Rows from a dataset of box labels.
>> start

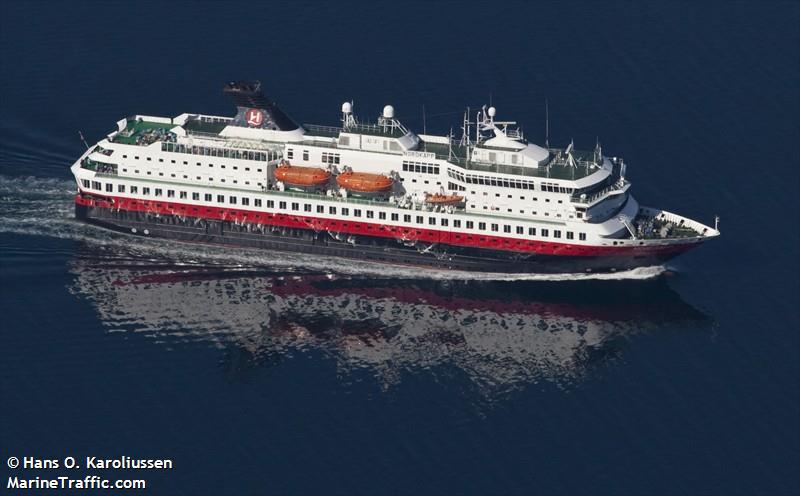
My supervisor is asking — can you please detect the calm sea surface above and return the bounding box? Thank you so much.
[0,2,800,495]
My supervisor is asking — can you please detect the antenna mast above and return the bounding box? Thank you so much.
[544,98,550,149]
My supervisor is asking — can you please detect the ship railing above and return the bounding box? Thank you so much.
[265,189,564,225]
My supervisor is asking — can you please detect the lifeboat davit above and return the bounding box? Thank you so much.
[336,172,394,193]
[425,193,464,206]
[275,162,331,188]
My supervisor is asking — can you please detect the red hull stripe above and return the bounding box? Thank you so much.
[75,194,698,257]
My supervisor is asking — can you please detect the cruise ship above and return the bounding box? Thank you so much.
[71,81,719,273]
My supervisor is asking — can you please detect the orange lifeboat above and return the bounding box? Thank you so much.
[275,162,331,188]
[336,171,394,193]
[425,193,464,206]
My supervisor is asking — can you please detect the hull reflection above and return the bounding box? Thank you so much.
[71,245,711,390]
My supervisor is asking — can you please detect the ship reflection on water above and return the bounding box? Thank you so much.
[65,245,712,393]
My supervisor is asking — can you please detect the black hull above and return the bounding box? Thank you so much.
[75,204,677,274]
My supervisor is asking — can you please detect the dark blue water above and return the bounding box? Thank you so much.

>> end

GOAL. Report every line of the records above that contains the string "lifeboat", copying each line in full. Case counts.

TASK RESULT.
My supervisor is asking — can you please detect the lifeboat davit above and return the bounding box? Thank you so much.
My supervisor is asking — can you please detect the orange lifeboat above and return the bounding box? Thank you so much.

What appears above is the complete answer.